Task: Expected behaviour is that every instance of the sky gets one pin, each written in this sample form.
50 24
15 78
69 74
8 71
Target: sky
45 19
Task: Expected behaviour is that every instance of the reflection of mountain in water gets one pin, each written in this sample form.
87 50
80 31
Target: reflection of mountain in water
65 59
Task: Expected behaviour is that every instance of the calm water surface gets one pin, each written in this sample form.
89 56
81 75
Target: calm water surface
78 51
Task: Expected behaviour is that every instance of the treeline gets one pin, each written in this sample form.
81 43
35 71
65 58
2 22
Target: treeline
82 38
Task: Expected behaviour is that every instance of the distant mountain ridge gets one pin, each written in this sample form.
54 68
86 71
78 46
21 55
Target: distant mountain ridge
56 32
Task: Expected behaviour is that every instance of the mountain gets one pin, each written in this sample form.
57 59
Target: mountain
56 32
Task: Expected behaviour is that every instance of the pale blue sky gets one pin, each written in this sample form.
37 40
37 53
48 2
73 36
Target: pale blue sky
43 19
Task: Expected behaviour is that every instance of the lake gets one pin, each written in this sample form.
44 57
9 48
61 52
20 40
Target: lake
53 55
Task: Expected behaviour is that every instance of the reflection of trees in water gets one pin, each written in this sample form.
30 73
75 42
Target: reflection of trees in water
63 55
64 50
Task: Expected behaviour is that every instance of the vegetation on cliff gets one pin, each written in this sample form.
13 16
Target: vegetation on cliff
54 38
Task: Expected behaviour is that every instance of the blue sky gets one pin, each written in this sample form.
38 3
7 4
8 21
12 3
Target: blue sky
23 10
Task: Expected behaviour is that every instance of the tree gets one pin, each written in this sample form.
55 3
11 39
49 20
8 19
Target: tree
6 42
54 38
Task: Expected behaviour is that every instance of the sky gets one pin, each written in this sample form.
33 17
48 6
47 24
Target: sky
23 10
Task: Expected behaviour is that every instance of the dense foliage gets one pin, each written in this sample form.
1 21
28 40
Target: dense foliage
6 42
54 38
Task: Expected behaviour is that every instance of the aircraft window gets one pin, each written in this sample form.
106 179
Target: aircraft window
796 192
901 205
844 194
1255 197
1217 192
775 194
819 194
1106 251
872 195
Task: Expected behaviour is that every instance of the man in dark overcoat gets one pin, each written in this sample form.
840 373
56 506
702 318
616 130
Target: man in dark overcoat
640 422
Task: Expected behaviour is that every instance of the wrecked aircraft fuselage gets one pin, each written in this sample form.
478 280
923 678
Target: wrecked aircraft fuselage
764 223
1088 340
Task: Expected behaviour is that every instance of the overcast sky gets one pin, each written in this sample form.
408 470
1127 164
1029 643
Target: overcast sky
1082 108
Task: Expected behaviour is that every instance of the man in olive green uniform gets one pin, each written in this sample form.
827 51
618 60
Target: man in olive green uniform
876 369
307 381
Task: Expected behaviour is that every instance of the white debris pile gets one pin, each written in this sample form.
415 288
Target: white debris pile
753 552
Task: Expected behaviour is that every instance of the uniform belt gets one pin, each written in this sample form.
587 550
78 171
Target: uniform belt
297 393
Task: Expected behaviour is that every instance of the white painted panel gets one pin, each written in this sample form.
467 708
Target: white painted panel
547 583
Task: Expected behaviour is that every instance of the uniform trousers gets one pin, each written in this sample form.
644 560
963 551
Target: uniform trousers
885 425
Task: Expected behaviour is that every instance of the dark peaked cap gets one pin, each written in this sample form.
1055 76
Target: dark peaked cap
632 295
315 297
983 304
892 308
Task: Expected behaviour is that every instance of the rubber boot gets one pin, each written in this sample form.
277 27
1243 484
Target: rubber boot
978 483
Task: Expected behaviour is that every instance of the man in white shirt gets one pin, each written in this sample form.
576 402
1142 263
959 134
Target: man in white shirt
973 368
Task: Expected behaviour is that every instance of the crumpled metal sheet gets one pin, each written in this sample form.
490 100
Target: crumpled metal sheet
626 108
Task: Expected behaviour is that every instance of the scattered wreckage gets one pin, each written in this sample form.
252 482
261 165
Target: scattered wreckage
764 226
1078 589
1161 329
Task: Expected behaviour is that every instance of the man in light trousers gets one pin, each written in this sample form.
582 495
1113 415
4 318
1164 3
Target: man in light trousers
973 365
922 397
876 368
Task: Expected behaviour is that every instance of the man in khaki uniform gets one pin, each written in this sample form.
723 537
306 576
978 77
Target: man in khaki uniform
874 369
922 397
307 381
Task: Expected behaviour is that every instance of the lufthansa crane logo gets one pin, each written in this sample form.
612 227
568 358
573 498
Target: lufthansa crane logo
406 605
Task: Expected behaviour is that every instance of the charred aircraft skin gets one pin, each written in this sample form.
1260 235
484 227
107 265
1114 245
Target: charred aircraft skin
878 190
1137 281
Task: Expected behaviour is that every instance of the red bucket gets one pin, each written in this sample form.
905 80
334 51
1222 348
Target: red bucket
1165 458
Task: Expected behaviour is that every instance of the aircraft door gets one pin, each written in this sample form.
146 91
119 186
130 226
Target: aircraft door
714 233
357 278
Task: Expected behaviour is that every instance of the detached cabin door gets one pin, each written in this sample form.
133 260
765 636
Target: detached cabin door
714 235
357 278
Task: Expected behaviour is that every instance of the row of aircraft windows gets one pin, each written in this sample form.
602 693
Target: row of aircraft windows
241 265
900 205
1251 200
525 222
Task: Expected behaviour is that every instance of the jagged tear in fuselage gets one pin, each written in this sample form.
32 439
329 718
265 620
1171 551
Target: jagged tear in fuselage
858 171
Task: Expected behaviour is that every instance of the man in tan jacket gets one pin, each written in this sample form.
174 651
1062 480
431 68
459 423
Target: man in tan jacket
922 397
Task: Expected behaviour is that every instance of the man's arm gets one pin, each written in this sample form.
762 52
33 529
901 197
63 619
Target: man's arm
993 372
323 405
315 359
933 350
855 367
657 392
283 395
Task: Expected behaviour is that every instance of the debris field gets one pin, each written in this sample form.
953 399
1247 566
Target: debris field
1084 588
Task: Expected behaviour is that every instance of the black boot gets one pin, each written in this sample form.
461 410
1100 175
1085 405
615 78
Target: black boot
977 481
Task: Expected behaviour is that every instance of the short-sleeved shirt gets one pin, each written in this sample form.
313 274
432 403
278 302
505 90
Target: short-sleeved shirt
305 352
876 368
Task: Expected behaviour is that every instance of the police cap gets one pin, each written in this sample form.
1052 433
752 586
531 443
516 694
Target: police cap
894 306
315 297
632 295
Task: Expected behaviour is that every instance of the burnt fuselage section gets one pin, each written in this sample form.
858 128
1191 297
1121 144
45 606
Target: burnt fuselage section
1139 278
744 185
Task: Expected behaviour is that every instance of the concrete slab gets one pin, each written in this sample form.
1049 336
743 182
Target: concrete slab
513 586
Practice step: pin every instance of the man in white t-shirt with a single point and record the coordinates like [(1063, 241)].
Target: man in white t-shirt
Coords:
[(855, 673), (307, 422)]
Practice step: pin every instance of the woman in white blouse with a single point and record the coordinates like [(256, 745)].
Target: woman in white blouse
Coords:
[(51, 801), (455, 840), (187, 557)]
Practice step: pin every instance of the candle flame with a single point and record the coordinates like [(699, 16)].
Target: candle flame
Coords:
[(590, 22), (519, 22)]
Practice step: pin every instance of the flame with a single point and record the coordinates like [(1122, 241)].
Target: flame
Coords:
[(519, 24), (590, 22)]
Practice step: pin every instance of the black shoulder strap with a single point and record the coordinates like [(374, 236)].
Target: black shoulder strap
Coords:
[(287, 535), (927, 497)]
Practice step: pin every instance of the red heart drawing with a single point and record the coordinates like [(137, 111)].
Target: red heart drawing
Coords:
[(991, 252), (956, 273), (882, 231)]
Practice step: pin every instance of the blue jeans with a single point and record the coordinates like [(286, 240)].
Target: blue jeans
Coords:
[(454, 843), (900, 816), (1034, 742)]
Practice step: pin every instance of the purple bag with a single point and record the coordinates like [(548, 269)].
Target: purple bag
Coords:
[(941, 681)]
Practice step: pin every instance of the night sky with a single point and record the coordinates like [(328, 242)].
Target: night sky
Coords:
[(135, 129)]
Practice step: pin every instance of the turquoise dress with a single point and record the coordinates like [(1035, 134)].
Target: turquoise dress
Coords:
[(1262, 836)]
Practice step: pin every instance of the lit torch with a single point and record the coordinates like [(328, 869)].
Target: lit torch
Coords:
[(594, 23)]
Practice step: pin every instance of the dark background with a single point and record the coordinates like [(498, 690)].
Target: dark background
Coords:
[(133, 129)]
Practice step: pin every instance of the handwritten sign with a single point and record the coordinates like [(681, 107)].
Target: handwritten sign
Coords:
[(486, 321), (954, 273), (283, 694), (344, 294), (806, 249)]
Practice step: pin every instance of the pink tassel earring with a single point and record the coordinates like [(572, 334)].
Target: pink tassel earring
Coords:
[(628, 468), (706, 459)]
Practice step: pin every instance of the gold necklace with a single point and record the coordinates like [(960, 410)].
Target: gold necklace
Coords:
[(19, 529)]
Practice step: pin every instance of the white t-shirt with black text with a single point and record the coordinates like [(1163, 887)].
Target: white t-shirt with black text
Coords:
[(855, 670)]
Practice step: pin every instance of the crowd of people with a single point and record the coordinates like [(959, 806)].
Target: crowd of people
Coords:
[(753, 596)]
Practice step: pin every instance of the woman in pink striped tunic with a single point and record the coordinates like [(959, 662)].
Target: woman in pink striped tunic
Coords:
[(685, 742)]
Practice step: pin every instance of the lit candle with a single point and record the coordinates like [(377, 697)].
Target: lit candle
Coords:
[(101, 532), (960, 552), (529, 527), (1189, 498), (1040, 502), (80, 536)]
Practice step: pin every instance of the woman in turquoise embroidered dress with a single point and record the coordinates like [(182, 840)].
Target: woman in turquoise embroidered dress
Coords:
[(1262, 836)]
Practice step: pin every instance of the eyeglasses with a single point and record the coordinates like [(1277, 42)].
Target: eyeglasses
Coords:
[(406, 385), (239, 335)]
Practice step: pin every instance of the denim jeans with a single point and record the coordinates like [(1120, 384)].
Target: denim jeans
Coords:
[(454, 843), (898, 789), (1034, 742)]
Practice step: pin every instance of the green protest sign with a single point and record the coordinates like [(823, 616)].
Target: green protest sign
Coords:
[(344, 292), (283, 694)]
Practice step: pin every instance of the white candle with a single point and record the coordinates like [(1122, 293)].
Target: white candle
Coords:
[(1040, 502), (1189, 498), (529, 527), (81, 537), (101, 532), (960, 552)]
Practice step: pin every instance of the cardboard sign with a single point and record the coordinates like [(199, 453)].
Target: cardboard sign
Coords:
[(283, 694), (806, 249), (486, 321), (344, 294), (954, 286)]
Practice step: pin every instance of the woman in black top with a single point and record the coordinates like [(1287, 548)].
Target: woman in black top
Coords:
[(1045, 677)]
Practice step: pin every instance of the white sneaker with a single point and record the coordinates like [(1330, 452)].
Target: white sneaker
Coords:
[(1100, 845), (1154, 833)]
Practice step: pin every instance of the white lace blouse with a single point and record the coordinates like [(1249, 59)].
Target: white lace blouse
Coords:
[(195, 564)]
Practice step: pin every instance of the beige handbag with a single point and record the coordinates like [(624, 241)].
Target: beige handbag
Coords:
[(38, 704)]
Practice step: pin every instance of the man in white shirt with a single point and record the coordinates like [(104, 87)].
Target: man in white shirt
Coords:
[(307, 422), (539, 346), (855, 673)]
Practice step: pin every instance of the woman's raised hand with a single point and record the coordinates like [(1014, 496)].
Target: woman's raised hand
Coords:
*-*-*
Give back exactly the lines beginning at the one with "Practice step: pin every instance of the woman in black" and ending at the final line of the material; both boundary lines belong in it.

Practice step: pin every instance of the woman in black top with a single point and record the coordinates like [(1287, 548)].
Target: woman in black top
Coords:
[(1045, 677)]
Practice step: pin every instance of the white sneaker with a single point and record the coordinates like [(1330, 452)].
Target: white sneaker
Coords:
[(1100, 845), (1154, 833)]
Practice step: pin every instance of the white lace blouse with a single point and record the coordinates like [(1249, 59)].
Target: white lace blouse
Coords:
[(195, 564)]
Practice step: pin every instance of the beige handbag with a single point and record the coordinates like [(624, 241)].
Target: beige handbag
Coords:
[(38, 704)]
Practice step: pin every instance of the man in white shirt with a single point and record the coordinates like [(104, 87)].
Target: man in white shirt
Coords:
[(307, 422), (539, 346), (855, 673)]
Practice step: pin every instance of the woman's raised hand with a single point and record the coordinates like [(1014, 496)].
Target: woman's raised hand
Coords:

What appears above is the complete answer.